**Task statement:** Beneath this task is a listing; retype all of it exactly.

--- start Raw data ---

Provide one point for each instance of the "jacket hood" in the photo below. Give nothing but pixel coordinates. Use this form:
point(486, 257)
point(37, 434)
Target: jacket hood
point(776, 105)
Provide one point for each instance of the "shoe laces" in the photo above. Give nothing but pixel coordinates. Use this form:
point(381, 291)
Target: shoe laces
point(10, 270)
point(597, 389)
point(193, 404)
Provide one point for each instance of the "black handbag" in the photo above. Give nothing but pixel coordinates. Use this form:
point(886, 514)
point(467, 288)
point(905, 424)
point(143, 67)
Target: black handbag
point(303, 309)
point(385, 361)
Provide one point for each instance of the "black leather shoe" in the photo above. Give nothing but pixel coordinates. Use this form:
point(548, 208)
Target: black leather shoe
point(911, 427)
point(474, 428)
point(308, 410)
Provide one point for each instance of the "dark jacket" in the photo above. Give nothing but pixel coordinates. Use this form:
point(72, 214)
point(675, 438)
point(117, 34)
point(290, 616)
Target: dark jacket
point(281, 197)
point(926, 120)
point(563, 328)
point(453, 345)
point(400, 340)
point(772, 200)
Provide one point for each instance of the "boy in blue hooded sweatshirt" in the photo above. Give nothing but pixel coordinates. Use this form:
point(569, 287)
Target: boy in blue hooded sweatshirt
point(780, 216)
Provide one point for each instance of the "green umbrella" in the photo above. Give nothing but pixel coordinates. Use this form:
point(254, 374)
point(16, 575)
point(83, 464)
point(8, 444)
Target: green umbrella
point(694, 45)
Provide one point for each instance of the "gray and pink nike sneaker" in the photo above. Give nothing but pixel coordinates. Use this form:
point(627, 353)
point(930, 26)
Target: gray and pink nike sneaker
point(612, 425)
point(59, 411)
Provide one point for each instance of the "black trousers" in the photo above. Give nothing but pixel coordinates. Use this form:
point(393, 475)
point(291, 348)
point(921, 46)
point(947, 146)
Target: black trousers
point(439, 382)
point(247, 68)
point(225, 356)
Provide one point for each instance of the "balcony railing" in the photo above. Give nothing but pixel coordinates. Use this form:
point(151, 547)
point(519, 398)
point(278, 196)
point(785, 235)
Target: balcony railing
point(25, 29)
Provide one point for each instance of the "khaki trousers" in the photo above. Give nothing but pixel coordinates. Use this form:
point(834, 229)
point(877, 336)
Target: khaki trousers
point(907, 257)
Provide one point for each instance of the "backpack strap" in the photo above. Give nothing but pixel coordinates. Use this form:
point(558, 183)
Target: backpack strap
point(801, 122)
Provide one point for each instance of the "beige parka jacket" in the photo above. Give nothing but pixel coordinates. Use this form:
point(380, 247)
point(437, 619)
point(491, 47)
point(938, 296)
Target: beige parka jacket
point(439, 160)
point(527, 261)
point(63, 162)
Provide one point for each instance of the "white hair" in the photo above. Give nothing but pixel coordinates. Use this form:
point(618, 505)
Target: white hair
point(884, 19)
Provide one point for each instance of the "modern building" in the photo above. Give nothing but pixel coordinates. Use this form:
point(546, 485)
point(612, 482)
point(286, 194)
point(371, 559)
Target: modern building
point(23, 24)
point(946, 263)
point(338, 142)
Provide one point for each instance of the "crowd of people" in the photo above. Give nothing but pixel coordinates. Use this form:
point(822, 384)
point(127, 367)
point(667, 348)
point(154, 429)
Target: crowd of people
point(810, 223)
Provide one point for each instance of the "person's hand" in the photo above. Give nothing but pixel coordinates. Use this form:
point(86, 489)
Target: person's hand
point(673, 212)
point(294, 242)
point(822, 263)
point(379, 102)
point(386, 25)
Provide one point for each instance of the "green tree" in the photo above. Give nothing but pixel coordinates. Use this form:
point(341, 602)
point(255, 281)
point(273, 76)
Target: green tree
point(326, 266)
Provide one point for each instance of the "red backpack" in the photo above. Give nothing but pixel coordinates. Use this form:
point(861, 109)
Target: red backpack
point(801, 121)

--- end Raw data ---

**Solution for this exercise:**
Provide one point for each instance of the "jacket hood" in the photo below. Give nothing but pixel coordinates. Use this form:
point(486, 257)
point(37, 434)
Target: jacket hood
point(776, 105)
Provide one point for each instance of the "shoe laces" in the photo above. Give nothing but pixel coordinates. Use this form:
point(381, 291)
Target: shoe laces
point(10, 270)
point(597, 389)
point(193, 404)
Provide one point for each instance of the "black handbag" in the photo above. Give nothing but pixel coordinates. Use this form:
point(886, 514)
point(467, 288)
point(905, 424)
point(143, 67)
Target: black handbag
point(303, 309)
point(385, 361)
Provide one point for each instance of the "black leather shoe" in the photo above. Give nothing but pixel coordinates. Use this form:
point(548, 208)
Target: black leather shoe
point(911, 427)
point(474, 428)
point(308, 410)
Provide one point for each instance of the "dark jacket" in the photo above. Give nothing but pixel coordinates. Use this form:
point(72, 214)
point(675, 438)
point(117, 34)
point(290, 616)
Target: dark jacket
point(281, 197)
point(926, 120)
point(563, 328)
point(453, 345)
point(400, 340)
point(772, 200)
Provide one point for each instance of the "boy in blue hooded sweatshirt" in the photo above. Give nothing but pixel coordinates. Use this form:
point(569, 287)
Target: boy in blue hooded sweatshirt
point(780, 216)
Provide one point for each instance of the "green umbrella" in the photo above. Give nothing but pixel coordinates. Use this form:
point(254, 374)
point(16, 575)
point(83, 464)
point(8, 444)
Target: green umbrella
point(694, 45)
Provide one point for each instance of the "gray and pink nike sneaker" in the photo above. Give nothing but pixel coordinates. Use this form:
point(627, 353)
point(930, 26)
Target: gray and pink nike sneaker
point(612, 425)
point(59, 411)
Provide one point for each instance of the "black trousers" in the photo above. Give nothing but pixel coordinates. Use this form:
point(393, 475)
point(291, 348)
point(921, 46)
point(947, 146)
Target: black trousers
point(439, 382)
point(247, 68)
point(225, 356)
Provide one point for each instance of the "balcony railing" in the photo above. Give nothing but pixel coordinates. Use this form:
point(151, 547)
point(519, 398)
point(278, 196)
point(785, 235)
Target: balcony railing
point(25, 29)
Provide one point for each instance of the "khaki trousers" in the photo above. Give nothing but pixel coordinates. Use this form:
point(834, 229)
point(877, 336)
Target: khaki trousers
point(907, 257)
Provide one point for each instance of the "backpack strap" in the photo above. Give nothing but pixel coordinates. Use this form:
point(558, 183)
Target: backpack strap
point(801, 122)
Provide one point for each instance of the "beige parka jacket" in the photo above. Give nothing but pixel coordinates. Use this form:
point(380, 247)
point(437, 619)
point(491, 47)
point(938, 296)
Target: beige parka jacket
point(439, 160)
point(527, 261)
point(63, 162)
Provide one point for each instance of the "white hair" in the photo above. Give nothing but pixel coordinates. Use this form:
point(618, 505)
Target: white hair
point(884, 19)
Provide one point for each instance of the "modern building" in the photo above. Give nothing but pixel coordinates. Use this form:
point(546, 485)
point(612, 482)
point(286, 194)
point(371, 559)
Target: modern building
point(23, 24)
point(946, 263)
point(338, 142)
Provide one point for each instance of the "crowd of people" in the photo above. Give nothing but pixel coordinates. Use this form:
point(822, 384)
point(127, 367)
point(667, 348)
point(154, 429)
Target: crowd of people
point(810, 223)
Provide one point for each instance of the "person's hand" in the photo above. Give nothing but pixel coordinates. Use this form:
point(86, 489)
Target: person's hand
point(673, 212)
point(294, 242)
point(822, 263)
point(379, 102)
point(386, 25)
Provide one point for each instance of the "green tree" in the photo above. Give nothing but pixel coordinates. Use this form:
point(341, 602)
point(255, 281)
point(273, 76)
Target: green tree
point(326, 266)
Provide one point for each instance of the "red backpack" in the photo above. Give nothing but pixel coordinates. Use this form:
point(861, 109)
Target: red backpack
point(801, 121)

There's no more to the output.